Textauszug:

________________

Hosea 3 – karge Diät

Heute also mal ein Gleichnis.

Aber nicht eins, das erzählt wird. Sondern eins, das vorgespielt wird. Dargestellt.

Hosea soll mal wieder heiraten. Dieses Mal eine Frau, deren hervorstechendes Merkmal offenbar Untreue ist. Das ist also keine Frau, die ein Mann gerne nimmt. Weil ja vorauszusehen ist, wie die Sache sich entwickeln wird.

Und Traubenkuchen ist der Christstollen des Vorderen Orients. Während es den Christstollen bei uns nur an Weihnachten gibt und niemals im Juli, so gab es den Traubenkuchen im Orient nur bei hohen Feierlichkeiten für den Gott Baal.

Hosea 3,1–5

1Und der HERR sprach zu mir: Geh noch einmal, liebe eine Frau, die sich von einem anderen lieben lässt und Ehebruch treibt, wie der HERR die Söhne Israel liebt, die sich aber anderen Göttern zuwenden und Traubenkuchen lieben.

Jetzt kauft sich also Hosea so eine Frau. Er muss dafür den Brautpreis bezahlen, wobei nicht klar ist, wer die Bezahlung kriegt: Vielleicht ist es die Ablösesumme an den, zu dem sie bisher offiziell gehörte.

Da die Frau offensichtlich nicht viel wert war, ist der Betrag auch gering: Insgesamt kommt man auf etwa 30 Silberschekel, das ist der Preis für eine Sklavin. Das ist auch der Betrag, den Judas für den Verrat von Jesus bekam.

Die Hälfte des Betrages wurde in Geld bezahlt, die andere Hälfte in Naturalien.

________________

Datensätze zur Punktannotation

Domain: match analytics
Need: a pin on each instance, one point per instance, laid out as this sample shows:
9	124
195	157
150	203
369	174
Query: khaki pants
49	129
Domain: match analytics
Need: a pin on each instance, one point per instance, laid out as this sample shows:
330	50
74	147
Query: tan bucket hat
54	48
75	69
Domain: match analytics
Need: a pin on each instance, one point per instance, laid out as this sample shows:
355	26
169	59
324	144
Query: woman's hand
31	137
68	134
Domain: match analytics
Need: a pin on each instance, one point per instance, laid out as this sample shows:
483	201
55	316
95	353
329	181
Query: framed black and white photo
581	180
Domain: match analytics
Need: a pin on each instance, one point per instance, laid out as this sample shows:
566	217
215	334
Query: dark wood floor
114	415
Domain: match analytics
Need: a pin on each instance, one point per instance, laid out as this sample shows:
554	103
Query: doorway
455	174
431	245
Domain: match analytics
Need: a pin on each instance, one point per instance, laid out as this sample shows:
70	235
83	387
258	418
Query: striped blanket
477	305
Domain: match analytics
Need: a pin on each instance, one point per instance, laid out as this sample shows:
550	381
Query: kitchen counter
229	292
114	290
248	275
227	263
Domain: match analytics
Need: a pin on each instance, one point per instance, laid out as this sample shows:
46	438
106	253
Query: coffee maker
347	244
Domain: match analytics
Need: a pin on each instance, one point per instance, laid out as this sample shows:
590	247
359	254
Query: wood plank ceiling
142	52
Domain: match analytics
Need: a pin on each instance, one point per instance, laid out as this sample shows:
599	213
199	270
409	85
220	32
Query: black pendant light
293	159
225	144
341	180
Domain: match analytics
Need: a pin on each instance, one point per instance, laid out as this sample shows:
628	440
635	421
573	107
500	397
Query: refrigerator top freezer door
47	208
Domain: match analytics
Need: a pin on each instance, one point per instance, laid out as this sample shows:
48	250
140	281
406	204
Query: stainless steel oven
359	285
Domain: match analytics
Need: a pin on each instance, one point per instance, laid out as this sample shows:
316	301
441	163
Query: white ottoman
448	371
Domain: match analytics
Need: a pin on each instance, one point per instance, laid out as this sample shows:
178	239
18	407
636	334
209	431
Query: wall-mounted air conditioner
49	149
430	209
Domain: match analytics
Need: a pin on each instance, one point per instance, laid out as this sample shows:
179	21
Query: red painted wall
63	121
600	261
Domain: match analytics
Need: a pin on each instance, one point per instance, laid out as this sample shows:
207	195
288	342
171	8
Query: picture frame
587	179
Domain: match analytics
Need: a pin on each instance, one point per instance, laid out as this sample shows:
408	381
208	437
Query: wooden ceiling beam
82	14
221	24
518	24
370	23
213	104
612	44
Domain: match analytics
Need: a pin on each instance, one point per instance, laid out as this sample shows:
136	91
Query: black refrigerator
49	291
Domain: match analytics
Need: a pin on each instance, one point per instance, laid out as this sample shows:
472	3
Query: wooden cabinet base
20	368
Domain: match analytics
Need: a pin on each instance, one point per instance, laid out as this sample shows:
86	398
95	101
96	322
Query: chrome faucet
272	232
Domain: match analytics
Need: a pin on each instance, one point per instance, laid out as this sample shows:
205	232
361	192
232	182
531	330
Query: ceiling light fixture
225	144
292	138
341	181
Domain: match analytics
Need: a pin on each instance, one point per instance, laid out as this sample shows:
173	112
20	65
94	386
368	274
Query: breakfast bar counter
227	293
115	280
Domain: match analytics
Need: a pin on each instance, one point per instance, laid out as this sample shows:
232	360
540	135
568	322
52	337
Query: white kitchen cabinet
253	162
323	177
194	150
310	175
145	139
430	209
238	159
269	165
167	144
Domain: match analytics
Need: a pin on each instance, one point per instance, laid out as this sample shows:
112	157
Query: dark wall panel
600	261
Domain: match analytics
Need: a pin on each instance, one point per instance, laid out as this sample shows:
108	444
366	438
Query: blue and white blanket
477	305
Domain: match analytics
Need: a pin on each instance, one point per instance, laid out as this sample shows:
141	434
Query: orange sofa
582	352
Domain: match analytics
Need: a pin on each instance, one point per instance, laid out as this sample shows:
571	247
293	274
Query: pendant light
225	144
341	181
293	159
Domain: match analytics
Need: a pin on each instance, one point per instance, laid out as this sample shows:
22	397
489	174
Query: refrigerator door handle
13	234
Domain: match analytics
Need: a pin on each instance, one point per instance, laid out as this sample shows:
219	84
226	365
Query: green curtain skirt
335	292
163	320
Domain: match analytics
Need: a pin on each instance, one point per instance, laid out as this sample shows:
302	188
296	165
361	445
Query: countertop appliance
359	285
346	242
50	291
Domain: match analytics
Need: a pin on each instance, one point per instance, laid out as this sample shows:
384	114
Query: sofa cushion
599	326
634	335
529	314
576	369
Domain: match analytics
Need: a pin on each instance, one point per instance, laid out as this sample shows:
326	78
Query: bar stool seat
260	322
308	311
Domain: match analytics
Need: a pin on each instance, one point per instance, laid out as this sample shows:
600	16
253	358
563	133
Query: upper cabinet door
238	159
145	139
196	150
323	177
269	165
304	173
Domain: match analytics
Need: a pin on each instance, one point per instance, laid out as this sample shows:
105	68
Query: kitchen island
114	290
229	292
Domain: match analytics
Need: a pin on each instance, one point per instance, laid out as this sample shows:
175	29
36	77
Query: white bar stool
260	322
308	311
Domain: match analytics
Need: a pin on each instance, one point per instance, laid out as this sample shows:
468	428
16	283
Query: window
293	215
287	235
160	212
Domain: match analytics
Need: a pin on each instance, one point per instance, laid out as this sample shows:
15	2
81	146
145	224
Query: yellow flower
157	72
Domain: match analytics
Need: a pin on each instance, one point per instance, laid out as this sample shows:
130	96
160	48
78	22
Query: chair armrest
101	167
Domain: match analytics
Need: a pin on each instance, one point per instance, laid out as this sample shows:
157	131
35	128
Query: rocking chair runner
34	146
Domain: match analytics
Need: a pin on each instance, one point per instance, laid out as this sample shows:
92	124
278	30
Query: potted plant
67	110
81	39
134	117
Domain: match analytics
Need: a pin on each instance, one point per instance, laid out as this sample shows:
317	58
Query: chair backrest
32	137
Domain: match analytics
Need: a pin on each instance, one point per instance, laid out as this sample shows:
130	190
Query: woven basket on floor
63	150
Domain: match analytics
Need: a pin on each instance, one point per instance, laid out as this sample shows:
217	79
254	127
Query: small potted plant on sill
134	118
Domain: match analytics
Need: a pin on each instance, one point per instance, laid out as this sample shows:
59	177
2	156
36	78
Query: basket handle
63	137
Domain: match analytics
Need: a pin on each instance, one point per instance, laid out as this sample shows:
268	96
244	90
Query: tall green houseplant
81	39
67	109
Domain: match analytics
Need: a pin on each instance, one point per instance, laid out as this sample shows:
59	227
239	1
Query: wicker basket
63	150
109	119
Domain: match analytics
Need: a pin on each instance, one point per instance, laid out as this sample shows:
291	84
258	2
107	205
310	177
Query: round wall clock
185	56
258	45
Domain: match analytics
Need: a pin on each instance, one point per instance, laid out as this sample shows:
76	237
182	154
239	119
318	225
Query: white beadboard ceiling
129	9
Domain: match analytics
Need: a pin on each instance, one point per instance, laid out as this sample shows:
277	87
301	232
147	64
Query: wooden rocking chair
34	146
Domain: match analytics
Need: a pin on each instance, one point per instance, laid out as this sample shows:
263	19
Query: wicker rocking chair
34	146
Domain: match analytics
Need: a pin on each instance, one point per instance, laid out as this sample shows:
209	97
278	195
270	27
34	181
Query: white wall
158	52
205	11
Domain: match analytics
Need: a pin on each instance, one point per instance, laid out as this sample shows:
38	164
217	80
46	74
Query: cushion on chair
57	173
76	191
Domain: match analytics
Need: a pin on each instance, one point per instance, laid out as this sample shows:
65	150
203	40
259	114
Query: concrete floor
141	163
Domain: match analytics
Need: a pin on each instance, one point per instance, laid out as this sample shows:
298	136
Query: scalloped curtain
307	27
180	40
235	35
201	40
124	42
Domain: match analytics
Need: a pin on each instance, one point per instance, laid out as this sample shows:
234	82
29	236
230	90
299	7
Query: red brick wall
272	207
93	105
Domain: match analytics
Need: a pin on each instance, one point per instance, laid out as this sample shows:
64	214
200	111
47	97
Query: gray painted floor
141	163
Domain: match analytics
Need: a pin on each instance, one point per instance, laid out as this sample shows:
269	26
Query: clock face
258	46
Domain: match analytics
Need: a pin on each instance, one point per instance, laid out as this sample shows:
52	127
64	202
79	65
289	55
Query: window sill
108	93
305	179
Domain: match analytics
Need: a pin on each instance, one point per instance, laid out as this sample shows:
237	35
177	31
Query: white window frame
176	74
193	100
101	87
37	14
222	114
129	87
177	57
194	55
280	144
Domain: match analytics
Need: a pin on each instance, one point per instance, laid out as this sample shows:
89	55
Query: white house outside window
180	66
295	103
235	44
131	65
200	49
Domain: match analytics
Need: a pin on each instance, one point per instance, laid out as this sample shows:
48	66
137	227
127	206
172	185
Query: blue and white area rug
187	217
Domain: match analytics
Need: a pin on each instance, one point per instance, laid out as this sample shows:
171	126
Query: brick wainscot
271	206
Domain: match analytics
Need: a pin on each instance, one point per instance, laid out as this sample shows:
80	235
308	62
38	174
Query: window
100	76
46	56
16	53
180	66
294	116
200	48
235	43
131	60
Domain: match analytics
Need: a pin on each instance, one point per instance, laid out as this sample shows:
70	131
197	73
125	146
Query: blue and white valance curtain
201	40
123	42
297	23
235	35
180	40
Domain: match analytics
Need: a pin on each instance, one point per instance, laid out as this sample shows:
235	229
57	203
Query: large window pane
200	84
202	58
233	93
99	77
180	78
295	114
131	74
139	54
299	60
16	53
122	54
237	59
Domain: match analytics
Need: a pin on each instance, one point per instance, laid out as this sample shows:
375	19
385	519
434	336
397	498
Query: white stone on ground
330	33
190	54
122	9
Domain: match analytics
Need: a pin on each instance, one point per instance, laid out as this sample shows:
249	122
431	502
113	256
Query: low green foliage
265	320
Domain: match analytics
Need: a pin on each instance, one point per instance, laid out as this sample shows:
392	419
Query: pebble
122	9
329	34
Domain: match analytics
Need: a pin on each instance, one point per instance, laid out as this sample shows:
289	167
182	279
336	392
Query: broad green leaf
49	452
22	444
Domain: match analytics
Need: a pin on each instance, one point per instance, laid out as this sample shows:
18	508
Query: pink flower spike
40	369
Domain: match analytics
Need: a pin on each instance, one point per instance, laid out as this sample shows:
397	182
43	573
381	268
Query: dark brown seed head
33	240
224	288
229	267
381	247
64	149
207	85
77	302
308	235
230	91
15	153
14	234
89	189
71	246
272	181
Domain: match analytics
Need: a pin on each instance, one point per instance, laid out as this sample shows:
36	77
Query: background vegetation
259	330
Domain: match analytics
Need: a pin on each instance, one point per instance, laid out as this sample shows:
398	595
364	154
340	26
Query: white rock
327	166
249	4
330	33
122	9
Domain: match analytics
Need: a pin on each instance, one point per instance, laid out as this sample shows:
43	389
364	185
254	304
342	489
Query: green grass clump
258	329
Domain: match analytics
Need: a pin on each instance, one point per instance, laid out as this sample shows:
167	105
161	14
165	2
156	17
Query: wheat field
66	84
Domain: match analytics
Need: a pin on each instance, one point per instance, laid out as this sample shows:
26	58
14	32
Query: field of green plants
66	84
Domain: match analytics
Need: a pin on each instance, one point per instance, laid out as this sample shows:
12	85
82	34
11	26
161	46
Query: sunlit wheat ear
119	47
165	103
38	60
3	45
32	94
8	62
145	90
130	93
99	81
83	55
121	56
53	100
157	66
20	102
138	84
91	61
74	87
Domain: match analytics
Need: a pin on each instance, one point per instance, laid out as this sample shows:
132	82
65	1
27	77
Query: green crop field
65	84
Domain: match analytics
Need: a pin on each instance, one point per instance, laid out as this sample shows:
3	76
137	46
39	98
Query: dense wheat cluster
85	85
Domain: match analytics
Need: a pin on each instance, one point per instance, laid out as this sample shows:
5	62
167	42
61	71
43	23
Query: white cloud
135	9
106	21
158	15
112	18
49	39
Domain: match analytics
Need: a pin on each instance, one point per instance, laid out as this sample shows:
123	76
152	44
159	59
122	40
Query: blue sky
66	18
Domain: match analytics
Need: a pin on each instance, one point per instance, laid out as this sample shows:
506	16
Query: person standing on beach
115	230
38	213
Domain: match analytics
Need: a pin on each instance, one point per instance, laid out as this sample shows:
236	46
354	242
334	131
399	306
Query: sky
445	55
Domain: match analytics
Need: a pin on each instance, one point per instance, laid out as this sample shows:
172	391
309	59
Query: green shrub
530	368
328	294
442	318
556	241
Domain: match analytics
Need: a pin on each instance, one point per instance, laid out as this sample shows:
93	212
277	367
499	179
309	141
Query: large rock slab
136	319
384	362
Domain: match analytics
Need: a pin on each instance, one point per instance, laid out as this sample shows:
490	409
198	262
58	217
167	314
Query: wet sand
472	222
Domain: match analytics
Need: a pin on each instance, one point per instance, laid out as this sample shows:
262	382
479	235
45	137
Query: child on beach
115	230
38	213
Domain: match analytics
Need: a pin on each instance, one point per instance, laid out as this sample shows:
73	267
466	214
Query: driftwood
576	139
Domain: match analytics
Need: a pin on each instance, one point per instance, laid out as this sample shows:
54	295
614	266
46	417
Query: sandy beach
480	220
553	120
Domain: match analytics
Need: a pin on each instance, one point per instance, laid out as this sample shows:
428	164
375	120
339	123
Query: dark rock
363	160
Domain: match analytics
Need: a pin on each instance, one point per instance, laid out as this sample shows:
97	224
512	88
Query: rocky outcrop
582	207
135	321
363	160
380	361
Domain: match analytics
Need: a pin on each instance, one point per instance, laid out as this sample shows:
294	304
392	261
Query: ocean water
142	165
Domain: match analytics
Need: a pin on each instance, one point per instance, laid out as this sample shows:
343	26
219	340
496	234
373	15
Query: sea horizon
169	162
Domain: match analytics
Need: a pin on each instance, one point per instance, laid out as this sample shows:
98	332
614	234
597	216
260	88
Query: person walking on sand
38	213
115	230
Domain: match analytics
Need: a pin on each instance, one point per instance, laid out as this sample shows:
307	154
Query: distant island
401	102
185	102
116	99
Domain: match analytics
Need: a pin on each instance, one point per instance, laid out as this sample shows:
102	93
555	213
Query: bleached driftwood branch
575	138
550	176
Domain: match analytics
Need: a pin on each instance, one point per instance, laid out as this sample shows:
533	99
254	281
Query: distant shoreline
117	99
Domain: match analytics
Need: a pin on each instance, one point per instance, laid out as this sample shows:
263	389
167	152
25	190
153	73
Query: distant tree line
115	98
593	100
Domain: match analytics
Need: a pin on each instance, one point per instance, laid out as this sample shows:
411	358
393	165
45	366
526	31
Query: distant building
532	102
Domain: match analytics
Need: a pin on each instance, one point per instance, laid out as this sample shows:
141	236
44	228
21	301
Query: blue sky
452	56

________________

Arbeitsaufträge:
[1] Wessen Preis entsprechen laut dem Textauszug zu Hosea 3 die etwa 30 Silberschekel?
[2] Fassen Sie den Textauszug zu Hosea 3 in zwei Sätzen zusammen.

Antworten:
[1] Sie entsprechen dem Preis für eine Sklavin.

[2] Der Text deutet Hosea 3 als ein vorgespieltes Gleichnis, in dem Hosea eine untreue Frau lieben soll, so wie der HERR die Söhne Israel liebt, die sich anderen Göttern zuwenden. Hosea kauft diese Frau für einen geringen Brautpreis von insgesamt etwa 30 Silberschekeln, der zur Hälfte in Geld und zur Hälfte in Naturalien bezahlt wurde.